_SELECTED EXTRACT_.
= Mathematical olympiad =

Math competition

A mathematical olympiad is a mathematical competition where participants are examined by problem-solving and may win medals or achievements depending on their performance. It is usually aimed at pre-university students, and therefore, much of olympiad mathematics consists of elementary mathematics, though solutions may involve the use of calculus or higher-level mathematics. The biggest mathematics olympiad is the International Mathematical Olympiad. Since they measure some mathematical abilities of the students, They identify talented or gifted students in mathematics, who often receive opportunities for scholarships at universities.

== History ==

The concept of mathematics competitions dates back to the late 19th century. A one-off competition for 70 primary school students was held in Bucharest in May 1885, but little is known about it. A better-documented Eötvös Competition in Hungary became one of the earliest organized contests in 1894. Romania followed with another competition, this time for secondary school students, in June 1898. USSR introduced regular math olympiads in the 1930s, and the predecessor of the Putnam Competition started in 1938 in the US.

_WRITTEN REQUEST_. According to the text on mathematical olympiads, in what year did Hungary's Eötvös Competition begin?

_AVAILABLE DATA_.

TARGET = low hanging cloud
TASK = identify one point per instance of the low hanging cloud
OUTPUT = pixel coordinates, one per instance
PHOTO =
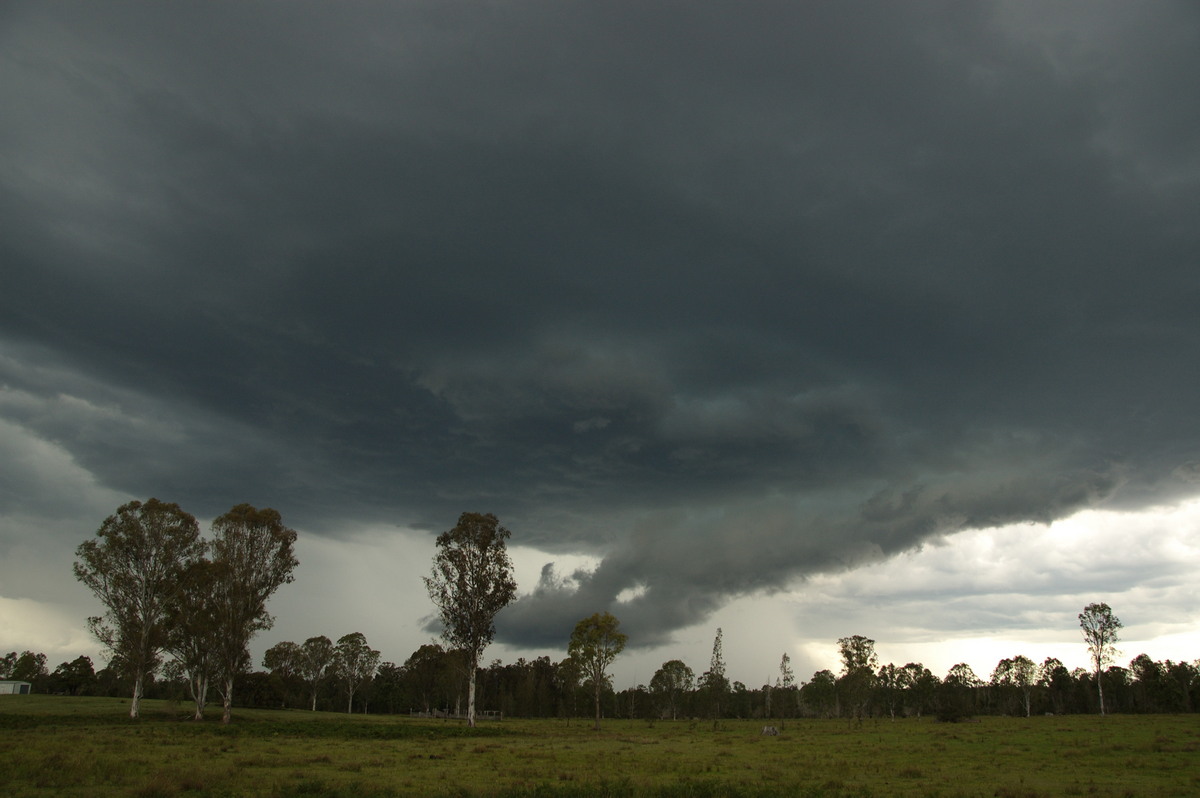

_EXERCISE OUTPUT_. 1894